::: Provided data :::

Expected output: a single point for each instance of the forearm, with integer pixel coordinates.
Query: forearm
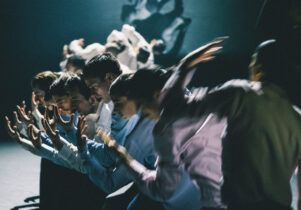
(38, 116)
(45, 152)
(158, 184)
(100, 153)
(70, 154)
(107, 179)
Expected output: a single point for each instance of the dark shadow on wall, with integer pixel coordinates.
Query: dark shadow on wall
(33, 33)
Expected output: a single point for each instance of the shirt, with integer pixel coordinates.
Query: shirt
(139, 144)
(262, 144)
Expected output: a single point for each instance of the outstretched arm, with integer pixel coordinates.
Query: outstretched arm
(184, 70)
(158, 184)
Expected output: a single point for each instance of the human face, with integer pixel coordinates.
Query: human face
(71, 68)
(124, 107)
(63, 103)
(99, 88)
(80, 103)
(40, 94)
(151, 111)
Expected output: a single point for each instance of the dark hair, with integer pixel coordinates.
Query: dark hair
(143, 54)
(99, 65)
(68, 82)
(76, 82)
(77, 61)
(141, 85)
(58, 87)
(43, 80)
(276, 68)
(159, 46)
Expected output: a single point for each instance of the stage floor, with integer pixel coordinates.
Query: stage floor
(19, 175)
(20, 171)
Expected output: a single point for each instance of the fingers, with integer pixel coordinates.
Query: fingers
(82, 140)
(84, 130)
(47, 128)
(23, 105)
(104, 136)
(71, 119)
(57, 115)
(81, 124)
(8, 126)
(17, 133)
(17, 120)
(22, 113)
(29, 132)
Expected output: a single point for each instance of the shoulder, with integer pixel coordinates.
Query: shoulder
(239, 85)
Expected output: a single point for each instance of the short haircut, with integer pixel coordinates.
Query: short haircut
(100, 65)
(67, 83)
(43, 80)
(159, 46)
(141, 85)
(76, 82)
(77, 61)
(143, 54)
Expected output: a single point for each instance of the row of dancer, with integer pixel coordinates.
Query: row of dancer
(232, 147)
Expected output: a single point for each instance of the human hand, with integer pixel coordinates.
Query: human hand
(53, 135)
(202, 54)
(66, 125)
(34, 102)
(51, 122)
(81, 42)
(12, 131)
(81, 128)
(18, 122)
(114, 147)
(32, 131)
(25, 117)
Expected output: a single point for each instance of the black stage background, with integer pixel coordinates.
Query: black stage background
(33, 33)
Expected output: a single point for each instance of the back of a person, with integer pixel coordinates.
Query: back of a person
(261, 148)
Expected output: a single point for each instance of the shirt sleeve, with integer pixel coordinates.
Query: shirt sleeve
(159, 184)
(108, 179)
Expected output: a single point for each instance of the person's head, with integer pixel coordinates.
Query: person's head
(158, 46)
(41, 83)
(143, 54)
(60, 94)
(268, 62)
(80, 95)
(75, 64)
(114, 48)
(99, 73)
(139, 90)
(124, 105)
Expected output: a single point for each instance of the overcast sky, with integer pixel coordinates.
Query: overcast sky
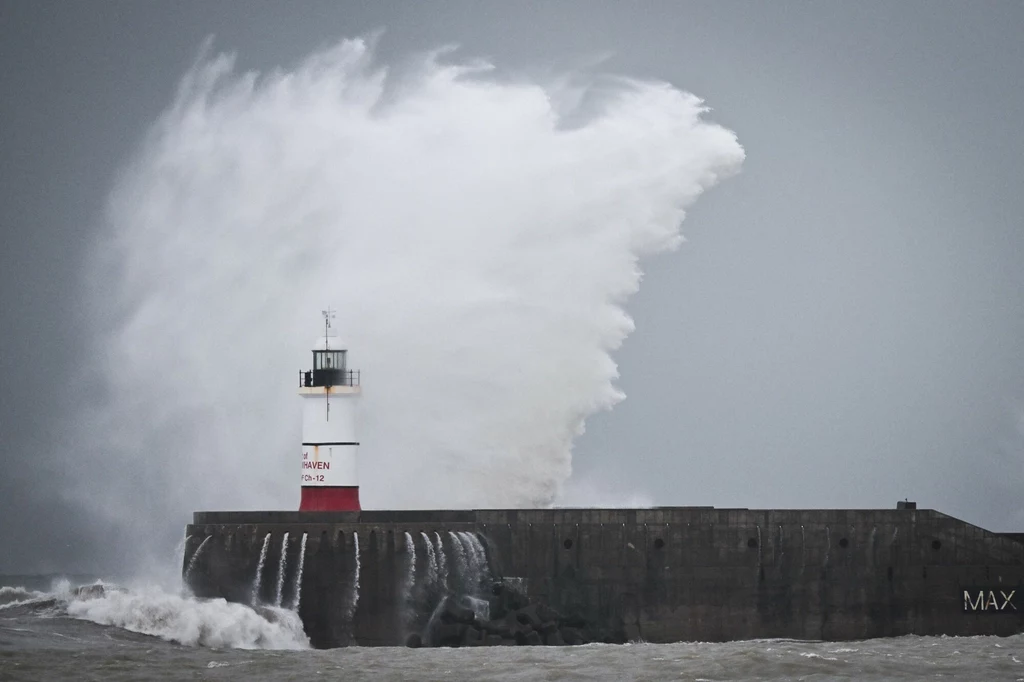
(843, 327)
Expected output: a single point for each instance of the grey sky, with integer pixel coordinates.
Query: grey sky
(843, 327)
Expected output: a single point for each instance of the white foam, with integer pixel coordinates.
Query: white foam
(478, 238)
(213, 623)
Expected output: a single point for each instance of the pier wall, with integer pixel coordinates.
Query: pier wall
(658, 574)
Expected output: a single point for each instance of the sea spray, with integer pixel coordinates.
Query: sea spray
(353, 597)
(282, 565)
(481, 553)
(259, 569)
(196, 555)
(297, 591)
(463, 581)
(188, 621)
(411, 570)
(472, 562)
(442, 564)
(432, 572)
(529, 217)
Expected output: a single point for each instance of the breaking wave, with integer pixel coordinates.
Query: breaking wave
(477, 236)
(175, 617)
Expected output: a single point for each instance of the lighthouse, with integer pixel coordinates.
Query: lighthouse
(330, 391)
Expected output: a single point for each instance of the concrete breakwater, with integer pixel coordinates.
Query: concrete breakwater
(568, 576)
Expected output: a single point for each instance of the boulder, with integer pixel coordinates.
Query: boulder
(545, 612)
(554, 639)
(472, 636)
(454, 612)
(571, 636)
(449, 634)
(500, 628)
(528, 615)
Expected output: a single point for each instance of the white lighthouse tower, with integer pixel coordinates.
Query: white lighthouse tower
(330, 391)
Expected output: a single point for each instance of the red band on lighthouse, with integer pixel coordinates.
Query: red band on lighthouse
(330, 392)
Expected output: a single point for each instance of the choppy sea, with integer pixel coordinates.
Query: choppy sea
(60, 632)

:::

**Task prompt:**
From the line containing "the lighthouse, with integer pixel coordinates." through the final line of the listing above, retype every line exactly; leave out everything else.

**Solution for this problem:**
Expected output: a single point for each instance of the lighthouse, with integer pixel coordinates.
Query: lighthouse
(330, 391)
Expected output: a single point for each instance of the concrete breakwater, with integer pixel coordinates.
Query: concrete breakwater
(568, 576)
Expected output: a single point for each instance of the boulder, with integer pixel coordinates.
Query: boulder
(545, 612)
(554, 639)
(472, 636)
(454, 612)
(571, 636)
(449, 634)
(500, 628)
(528, 615)
Expected output: a single point for each instance of the white lighthouse tower, with integer pixel coordinates.
Query: white lighthouse tower
(330, 391)
Expected output: a single point for each instance of the red band on lighthouse, with integer pixel coordinates.
Query: red band on lighthouse
(330, 392)
Expected output: a single point for each instance of the choppy sea, with integer pixel coordinates.
Query: choppy sea
(60, 632)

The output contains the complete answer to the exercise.